Start of EXTRACTED RECORDS

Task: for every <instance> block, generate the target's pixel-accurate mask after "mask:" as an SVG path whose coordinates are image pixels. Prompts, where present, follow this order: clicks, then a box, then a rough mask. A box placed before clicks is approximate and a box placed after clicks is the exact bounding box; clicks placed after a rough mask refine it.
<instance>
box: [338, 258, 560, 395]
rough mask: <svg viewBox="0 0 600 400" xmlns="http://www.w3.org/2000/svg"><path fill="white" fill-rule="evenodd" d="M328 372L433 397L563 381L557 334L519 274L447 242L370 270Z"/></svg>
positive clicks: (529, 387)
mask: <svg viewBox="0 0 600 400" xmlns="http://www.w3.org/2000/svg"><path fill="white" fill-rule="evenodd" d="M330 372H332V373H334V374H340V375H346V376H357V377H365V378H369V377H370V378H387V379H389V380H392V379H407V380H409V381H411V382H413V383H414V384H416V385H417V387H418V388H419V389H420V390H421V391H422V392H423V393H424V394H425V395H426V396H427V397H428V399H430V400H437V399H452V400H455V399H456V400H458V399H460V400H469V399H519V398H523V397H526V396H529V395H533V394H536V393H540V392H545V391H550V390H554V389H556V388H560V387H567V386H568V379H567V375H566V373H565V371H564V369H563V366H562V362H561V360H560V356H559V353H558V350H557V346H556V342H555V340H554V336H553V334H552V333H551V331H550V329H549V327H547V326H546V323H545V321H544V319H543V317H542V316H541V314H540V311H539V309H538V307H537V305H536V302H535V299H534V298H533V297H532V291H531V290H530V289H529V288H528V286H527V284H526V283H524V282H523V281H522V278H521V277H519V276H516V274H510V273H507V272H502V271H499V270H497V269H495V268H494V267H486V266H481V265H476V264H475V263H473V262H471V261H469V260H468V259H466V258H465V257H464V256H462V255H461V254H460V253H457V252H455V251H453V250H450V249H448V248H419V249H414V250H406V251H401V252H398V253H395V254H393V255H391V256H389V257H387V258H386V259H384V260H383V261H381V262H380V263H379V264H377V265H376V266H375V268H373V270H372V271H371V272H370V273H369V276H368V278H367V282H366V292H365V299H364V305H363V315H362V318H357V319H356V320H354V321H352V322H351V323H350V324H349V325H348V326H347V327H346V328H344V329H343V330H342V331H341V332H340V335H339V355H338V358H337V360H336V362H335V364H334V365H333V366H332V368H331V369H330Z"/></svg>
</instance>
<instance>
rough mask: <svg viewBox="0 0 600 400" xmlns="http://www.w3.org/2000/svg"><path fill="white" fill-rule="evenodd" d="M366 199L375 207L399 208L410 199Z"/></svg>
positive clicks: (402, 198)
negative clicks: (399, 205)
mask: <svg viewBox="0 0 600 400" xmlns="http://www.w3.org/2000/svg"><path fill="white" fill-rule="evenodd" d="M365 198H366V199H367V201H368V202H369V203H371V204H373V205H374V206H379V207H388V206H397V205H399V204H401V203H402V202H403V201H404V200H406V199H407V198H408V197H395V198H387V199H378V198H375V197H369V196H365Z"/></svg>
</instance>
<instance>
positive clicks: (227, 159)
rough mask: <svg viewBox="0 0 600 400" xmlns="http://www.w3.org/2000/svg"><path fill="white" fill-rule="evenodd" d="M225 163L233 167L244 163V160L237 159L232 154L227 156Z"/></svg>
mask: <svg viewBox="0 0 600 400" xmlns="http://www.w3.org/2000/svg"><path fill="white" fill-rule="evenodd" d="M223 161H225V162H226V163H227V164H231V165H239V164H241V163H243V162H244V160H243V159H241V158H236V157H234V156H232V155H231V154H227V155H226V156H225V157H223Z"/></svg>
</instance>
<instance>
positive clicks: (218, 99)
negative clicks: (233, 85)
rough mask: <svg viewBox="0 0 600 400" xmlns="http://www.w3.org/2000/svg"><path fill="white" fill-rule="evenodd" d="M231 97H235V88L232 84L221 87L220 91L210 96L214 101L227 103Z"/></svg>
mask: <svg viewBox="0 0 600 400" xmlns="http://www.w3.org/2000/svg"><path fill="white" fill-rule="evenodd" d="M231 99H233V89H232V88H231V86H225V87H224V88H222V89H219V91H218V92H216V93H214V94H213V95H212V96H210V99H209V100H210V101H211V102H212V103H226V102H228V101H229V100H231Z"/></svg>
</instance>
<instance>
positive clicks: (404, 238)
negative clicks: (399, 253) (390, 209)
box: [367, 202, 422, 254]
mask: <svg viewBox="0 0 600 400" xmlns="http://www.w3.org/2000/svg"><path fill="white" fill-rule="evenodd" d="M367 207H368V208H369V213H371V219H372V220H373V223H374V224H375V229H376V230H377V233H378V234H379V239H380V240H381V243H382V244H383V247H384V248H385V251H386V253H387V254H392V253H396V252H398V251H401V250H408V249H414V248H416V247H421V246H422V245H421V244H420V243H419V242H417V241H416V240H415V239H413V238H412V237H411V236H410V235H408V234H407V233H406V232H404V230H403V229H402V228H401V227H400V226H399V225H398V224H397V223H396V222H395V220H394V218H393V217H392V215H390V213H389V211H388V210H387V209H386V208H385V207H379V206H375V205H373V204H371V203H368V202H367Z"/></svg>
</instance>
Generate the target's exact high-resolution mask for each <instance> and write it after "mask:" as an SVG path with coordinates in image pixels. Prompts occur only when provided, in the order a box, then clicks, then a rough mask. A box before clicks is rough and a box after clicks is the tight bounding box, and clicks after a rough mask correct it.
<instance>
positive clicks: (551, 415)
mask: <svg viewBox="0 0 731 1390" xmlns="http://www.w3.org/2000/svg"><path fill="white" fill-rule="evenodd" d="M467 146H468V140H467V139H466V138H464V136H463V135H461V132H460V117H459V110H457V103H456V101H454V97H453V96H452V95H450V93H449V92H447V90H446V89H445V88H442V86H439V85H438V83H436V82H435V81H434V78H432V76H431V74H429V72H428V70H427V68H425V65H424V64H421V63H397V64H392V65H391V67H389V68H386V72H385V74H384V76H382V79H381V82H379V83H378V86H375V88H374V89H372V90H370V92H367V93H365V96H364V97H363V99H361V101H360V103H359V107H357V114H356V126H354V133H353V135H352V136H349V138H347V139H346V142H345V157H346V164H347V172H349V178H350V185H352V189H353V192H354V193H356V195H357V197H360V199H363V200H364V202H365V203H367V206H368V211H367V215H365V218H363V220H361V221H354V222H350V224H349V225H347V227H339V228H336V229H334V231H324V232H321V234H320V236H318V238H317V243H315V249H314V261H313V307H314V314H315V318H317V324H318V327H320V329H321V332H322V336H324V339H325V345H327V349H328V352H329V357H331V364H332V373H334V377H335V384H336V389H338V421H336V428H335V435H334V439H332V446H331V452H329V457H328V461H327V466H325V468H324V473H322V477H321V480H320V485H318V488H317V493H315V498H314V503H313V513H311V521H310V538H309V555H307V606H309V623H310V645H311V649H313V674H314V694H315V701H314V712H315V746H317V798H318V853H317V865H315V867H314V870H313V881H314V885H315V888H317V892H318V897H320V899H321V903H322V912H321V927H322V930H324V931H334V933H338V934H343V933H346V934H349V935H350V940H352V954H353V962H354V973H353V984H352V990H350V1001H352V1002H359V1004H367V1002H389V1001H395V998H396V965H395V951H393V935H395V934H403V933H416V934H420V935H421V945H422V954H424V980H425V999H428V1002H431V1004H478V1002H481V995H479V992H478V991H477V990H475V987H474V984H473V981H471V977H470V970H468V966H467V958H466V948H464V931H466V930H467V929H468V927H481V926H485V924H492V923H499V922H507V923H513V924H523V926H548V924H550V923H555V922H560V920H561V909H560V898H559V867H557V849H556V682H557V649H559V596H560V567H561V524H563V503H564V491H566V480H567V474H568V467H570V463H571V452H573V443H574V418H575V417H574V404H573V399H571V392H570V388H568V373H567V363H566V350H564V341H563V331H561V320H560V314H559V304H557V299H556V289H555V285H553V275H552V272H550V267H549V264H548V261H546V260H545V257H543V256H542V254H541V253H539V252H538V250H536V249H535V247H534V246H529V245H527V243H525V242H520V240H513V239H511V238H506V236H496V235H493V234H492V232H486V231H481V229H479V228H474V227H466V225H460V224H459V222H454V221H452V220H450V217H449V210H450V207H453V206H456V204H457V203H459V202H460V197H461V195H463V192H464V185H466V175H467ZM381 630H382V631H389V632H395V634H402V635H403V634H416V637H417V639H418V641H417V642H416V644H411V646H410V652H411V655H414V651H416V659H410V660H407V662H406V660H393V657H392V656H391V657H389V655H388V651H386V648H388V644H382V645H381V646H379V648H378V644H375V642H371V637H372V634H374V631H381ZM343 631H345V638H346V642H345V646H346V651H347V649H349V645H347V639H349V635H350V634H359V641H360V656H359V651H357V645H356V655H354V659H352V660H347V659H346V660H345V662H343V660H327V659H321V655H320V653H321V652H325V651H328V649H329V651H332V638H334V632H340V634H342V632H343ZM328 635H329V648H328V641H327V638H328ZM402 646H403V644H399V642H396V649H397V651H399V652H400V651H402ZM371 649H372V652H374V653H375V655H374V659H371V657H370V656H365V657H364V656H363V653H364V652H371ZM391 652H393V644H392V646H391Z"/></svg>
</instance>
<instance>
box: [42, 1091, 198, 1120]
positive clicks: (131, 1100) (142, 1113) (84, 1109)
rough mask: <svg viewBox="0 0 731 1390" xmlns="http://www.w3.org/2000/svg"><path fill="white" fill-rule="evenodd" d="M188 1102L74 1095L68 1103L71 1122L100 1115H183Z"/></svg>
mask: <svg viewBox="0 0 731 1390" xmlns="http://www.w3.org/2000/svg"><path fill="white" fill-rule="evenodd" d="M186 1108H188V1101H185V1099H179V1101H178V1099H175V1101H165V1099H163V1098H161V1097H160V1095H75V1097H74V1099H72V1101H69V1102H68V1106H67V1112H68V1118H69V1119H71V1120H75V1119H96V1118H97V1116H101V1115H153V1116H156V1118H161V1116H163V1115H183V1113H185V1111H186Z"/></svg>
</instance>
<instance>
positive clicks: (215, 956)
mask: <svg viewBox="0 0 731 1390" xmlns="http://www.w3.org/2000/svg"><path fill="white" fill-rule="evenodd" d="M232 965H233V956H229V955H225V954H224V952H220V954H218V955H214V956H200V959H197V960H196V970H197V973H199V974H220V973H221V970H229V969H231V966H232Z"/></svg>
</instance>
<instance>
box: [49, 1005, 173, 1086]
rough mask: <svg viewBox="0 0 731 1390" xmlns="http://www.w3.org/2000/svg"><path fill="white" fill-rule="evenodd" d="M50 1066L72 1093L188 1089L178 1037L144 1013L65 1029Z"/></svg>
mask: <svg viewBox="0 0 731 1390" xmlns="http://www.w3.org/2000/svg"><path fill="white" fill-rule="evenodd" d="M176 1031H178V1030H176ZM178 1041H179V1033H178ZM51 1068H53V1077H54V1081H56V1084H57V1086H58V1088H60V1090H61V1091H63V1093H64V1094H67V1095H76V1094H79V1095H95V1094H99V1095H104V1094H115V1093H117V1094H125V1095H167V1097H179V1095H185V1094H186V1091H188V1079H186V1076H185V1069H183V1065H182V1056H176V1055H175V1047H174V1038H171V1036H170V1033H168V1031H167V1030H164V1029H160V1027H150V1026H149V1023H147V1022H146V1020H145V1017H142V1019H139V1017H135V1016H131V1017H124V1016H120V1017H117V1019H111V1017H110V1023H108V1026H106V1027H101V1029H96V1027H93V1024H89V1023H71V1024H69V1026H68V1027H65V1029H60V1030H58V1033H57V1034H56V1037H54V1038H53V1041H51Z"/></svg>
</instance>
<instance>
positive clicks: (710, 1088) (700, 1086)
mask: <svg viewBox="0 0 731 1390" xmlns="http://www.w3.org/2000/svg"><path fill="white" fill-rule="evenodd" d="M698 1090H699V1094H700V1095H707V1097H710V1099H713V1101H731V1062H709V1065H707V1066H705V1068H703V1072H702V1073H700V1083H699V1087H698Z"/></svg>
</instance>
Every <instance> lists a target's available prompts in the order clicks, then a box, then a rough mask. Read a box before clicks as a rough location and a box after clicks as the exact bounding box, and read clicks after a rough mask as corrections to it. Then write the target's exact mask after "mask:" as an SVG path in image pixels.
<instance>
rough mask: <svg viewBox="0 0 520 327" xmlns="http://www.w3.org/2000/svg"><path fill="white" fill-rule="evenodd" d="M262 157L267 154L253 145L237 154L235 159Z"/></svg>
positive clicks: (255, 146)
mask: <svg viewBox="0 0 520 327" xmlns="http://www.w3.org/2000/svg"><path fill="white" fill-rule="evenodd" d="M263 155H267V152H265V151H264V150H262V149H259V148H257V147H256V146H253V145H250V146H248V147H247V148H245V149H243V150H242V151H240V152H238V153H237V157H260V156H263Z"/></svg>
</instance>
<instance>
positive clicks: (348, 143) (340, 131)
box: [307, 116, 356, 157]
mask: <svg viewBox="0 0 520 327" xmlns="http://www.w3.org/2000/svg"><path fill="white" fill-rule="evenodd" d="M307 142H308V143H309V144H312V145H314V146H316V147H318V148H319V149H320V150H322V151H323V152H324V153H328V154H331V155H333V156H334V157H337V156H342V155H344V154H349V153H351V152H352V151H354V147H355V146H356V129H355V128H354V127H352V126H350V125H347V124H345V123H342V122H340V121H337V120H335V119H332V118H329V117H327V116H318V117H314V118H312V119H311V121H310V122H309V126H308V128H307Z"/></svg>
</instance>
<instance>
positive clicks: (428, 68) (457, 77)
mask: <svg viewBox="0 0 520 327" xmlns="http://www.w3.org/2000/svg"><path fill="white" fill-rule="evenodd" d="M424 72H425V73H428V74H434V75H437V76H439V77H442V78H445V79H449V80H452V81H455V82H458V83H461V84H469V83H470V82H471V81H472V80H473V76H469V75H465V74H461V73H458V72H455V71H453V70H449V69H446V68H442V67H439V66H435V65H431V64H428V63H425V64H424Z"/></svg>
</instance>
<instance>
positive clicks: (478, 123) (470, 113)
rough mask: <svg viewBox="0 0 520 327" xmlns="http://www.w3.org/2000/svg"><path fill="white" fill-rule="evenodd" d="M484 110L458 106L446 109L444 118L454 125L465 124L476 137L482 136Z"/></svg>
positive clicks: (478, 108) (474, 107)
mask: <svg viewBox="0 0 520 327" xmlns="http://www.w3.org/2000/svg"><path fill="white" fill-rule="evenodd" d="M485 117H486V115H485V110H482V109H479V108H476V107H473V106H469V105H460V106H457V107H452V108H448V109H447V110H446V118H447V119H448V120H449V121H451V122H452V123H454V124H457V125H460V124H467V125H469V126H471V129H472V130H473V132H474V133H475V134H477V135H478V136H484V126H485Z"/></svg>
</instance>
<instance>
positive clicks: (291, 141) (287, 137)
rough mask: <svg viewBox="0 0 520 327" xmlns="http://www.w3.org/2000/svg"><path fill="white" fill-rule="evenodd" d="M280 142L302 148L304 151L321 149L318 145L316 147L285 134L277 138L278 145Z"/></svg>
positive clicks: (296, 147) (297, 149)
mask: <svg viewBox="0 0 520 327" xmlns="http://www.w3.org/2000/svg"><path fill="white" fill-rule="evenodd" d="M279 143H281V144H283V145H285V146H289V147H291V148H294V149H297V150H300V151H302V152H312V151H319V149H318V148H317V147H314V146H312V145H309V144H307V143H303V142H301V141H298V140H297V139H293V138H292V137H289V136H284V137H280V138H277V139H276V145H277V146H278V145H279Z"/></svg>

End of EXTRACTED RECORDS

TASK BRIEF: Copy the records above exactly, from the first line through the line containing "372L433 397L563 381L557", and include nothing else.

YOUR RESPONSE:
Task: for every <instance> block, generate the target's pixel-accurate mask after "mask:" as an SVG path whose coordinates are image pixels. Prompts, where present, follow this order: clicks, then a box, then a rough mask. A box placed before clicks is approximate and a box placed after clicks is the exact bounding box; clicks placed after a rough mask refine it.
<instance>
box: [338, 258, 560, 395]
rough mask: <svg viewBox="0 0 600 400" xmlns="http://www.w3.org/2000/svg"><path fill="white" fill-rule="evenodd" d="M328 372L433 397L563 381L557 334L519 274L447 242L370 270Z"/></svg>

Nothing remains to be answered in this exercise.